Exercise aim >> How many of the lines below contain the string "black"? Treat uppercase and lowercase as different, and reply with only the count.

Stored data >>
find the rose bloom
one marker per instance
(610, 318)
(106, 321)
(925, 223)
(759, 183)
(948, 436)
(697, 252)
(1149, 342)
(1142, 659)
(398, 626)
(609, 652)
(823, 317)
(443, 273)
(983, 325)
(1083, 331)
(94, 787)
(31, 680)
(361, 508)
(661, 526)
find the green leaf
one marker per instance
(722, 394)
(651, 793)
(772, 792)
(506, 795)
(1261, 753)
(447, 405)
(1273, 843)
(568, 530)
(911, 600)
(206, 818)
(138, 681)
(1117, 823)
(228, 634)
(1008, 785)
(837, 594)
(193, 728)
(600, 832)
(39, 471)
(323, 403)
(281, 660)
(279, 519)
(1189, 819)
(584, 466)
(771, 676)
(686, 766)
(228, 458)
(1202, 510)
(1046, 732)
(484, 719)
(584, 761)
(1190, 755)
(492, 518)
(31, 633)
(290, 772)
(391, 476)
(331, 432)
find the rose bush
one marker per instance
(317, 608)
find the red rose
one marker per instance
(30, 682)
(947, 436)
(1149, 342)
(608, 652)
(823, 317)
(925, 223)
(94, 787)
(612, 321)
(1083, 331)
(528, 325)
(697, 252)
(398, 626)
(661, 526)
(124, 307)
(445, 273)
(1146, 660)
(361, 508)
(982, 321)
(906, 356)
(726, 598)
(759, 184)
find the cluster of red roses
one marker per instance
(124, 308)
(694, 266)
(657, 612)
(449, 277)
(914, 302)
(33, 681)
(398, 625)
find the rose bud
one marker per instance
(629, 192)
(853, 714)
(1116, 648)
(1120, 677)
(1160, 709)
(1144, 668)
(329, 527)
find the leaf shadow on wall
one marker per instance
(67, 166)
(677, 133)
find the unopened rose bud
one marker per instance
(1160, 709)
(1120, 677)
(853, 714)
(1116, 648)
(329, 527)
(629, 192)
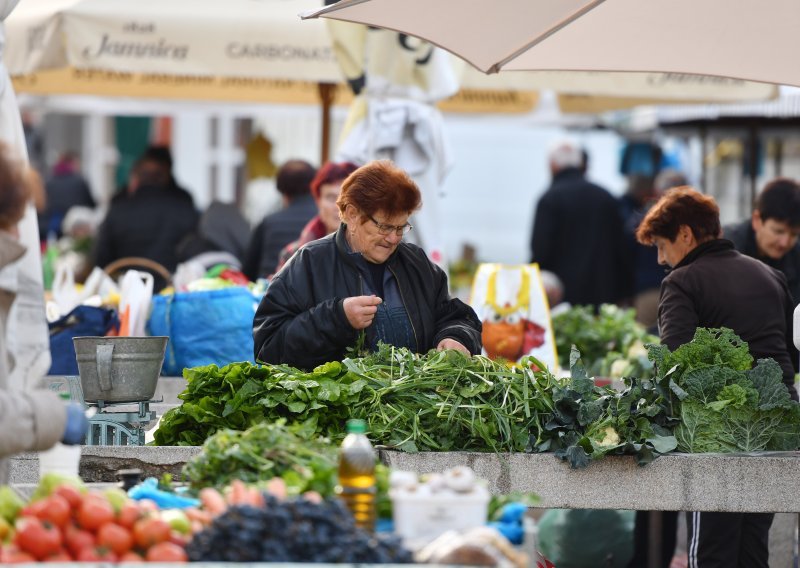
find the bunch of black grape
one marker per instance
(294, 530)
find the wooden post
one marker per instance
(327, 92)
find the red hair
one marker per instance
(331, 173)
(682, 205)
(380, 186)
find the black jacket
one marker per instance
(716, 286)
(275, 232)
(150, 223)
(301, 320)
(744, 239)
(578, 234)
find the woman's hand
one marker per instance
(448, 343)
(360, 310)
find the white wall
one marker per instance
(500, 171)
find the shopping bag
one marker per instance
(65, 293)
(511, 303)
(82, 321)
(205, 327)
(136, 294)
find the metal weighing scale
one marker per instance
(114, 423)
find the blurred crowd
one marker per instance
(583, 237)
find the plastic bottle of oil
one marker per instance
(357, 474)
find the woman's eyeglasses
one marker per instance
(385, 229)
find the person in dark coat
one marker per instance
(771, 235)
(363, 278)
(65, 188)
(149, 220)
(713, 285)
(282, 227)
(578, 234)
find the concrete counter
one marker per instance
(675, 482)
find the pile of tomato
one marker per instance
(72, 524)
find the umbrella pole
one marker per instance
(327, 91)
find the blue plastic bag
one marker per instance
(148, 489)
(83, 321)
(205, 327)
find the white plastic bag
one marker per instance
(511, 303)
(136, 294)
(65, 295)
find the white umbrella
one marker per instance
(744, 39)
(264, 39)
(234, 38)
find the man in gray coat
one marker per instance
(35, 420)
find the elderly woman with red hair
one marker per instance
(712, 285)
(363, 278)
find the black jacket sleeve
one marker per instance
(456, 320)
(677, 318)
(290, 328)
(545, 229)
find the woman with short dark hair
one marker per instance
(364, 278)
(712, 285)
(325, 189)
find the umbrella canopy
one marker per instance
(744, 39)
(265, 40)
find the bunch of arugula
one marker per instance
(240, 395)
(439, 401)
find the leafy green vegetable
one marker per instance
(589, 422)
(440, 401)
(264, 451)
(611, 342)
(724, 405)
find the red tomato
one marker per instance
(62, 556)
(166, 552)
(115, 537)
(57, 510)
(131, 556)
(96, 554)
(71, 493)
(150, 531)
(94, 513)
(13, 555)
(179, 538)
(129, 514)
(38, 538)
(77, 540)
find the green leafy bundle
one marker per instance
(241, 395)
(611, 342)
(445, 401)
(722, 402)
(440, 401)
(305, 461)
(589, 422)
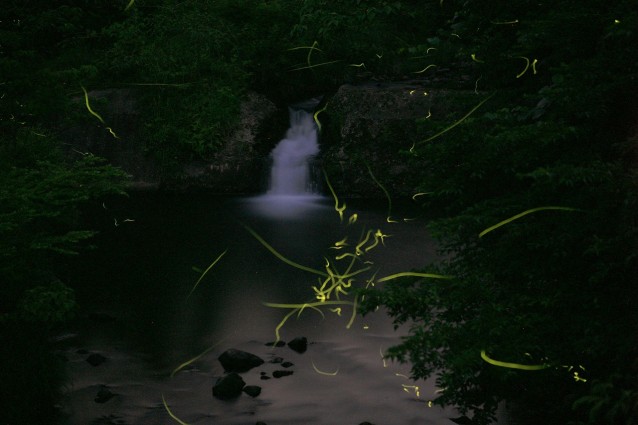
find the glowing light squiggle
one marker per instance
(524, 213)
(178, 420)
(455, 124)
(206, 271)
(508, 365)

* * *

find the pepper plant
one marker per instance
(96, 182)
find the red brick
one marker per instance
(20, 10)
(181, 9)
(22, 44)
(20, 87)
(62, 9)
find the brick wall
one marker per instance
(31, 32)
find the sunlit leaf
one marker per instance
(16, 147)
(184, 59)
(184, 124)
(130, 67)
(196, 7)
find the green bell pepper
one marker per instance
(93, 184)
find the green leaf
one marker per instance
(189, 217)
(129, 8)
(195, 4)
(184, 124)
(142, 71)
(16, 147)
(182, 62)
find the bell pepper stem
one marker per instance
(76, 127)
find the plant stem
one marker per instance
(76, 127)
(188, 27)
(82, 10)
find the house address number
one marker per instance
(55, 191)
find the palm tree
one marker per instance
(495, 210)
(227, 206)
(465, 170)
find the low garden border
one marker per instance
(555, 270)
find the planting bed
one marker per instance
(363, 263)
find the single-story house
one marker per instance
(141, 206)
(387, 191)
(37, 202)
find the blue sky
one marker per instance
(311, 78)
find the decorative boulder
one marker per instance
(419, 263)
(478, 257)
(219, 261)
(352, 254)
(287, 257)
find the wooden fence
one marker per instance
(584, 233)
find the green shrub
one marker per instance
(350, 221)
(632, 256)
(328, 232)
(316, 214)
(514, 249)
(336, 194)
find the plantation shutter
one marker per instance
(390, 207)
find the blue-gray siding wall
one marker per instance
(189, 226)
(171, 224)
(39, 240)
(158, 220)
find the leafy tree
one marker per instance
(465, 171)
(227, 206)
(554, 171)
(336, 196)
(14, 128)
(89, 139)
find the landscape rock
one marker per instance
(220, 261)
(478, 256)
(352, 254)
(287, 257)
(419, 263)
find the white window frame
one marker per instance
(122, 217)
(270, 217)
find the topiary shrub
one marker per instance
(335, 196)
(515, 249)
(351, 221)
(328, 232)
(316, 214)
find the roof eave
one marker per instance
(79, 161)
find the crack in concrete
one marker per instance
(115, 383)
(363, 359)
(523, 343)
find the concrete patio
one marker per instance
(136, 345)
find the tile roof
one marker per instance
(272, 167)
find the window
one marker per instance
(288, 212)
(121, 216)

Answer to this exercise >> 3